Copy these rows word for word, but don't include the pictures.

═══ Material supplied ═══

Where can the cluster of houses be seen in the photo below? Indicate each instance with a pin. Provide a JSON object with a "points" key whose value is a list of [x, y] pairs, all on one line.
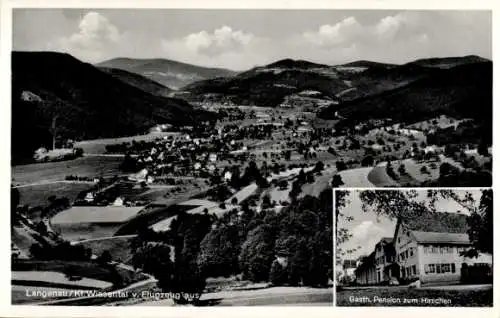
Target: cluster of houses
{"points": [[431, 254]]}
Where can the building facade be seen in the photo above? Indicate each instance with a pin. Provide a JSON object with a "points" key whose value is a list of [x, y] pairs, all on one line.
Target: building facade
{"points": [[430, 249]]}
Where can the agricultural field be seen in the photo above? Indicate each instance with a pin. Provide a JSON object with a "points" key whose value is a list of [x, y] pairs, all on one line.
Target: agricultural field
{"points": [[57, 171], [56, 279], [37, 195], [119, 248], [438, 122], [48, 276], [470, 297], [379, 177], [356, 178], [98, 146]]}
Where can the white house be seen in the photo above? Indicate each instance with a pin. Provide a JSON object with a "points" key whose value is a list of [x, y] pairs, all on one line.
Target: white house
{"points": [[118, 201]]}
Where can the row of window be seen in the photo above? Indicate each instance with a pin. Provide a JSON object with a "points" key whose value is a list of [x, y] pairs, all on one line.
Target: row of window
{"points": [[433, 249], [439, 268]]}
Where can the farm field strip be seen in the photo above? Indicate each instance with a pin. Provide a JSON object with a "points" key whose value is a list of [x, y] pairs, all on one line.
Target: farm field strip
{"points": [[57, 278]]}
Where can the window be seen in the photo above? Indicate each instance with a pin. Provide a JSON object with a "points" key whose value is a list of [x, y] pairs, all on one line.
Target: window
{"points": [[445, 268], [432, 268]]}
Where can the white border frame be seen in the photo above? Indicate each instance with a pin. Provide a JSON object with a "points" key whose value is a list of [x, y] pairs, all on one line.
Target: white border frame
{"points": [[6, 309]]}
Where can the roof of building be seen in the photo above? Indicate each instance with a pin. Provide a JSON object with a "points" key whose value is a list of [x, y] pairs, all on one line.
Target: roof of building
{"points": [[440, 237], [95, 214]]}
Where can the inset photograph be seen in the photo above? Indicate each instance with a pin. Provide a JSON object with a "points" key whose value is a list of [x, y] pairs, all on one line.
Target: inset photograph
{"points": [[414, 248]]}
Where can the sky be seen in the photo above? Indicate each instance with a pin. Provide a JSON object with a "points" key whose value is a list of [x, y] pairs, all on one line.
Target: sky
{"points": [[241, 39], [367, 228]]}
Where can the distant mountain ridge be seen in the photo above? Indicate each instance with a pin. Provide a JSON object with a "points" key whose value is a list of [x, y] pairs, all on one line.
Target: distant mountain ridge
{"points": [[465, 90], [83, 102], [169, 73]]}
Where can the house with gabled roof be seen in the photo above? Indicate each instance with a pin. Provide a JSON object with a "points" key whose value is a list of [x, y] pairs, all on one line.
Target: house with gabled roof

═══

■ Task solution ■
Where can the cluster of houses be seen in the photo below? Indicate each instance with a pin. Provide a JSON object with a "points" key whose value is a list of [x, y] pairs, all on one line.
Target: cluster of houses
{"points": [[431, 254]]}
Where can the building facade be seen in the photo above? Indicate each instance with a pin. Provide a JSON object with a "points" key whose value is a list of [x, y] pairs, all on one line.
Target: building facade
{"points": [[430, 249]]}
Where can the agricultural field be seen in the photo above? Indicate each instance with a pin. Provide a JSON object with a "points" key whose value is a list of [x, y] pairs, all on one line.
Target: agricultural field
{"points": [[57, 171], [56, 279], [37, 195], [119, 248], [438, 122], [48, 276], [470, 297], [379, 177], [356, 178], [98, 146]]}
Where can the white house be seen in the photo above? Indicate each instance with a pin. Provide a JSON object with a "points" key whose value is a list of [x, y] pairs, all on one line.
Target: white house
{"points": [[118, 201]]}
Where can the row of window be seen in the photo above? Indicate each instance with a pin. Provide a JSON object with a "points" key whose value is a list of [x, y] pairs, all on one line.
Target: row of window
{"points": [[433, 249], [439, 268]]}
Where can the farm field strip be seen in the photo above? Indicate each instance with a pin. Provide a JSON object with a "points" key whose value is a list of [x, y] pairs, all on one line.
Target: farm field strip
{"points": [[57, 278]]}
Where can the window be seen in the photo above? Indicate each instance with a pin. Provide a JSON object with a "points" key whose value is a list of [x, y] pairs, all on one line.
Target: window
{"points": [[445, 268], [432, 268]]}
Where can the white border frame be seen in the photo above? Indicate each instance with a pin. Provide a JSON object with a "points" key whose value is a list of [x, y] pairs, all on one line.
Target: white border frame
{"points": [[6, 309]]}
Where can the roof of building be seen in the photo above? Indicate each instance with a pin. Provide a JSON object with a "points" key whose value is a list of [x, y] pairs, all on one line.
Target: roof of building
{"points": [[440, 237], [95, 214]]}
Where can the inset photograph be seen in the photo above? Indicate each instance with a pin. Provide a JSON object with a "points" key whose value is a list of [x, y] pairs, all on one line.
Target: inset photograph
{"points": [[414, 248]]}
Where can the sky be seen in the photo above? Indicate each instance with a pin. Provide a JSON object with a "points" key whose value is a list of [x, y] pairs, all on one line.
Target: sky
{"points": [[241, 39], [367, 228]]}
Where can the distant mountain ridge be seen in the photo above? Indicate each instance with a pin. Provide a JSON object with a "points" key whose value is a list of [x, y] pairs, all on one line.
Target: distant mountain ridge
{"points": [[465, 90], [83, 102], [169, 73]]}
Where can the house with gabled roof be seen in the photo above? Indicate each instance with a pin. Provide a JSON object with a "points" key whose value is a list of [x, y] pairs, all on one line.
Target: house with gabled roof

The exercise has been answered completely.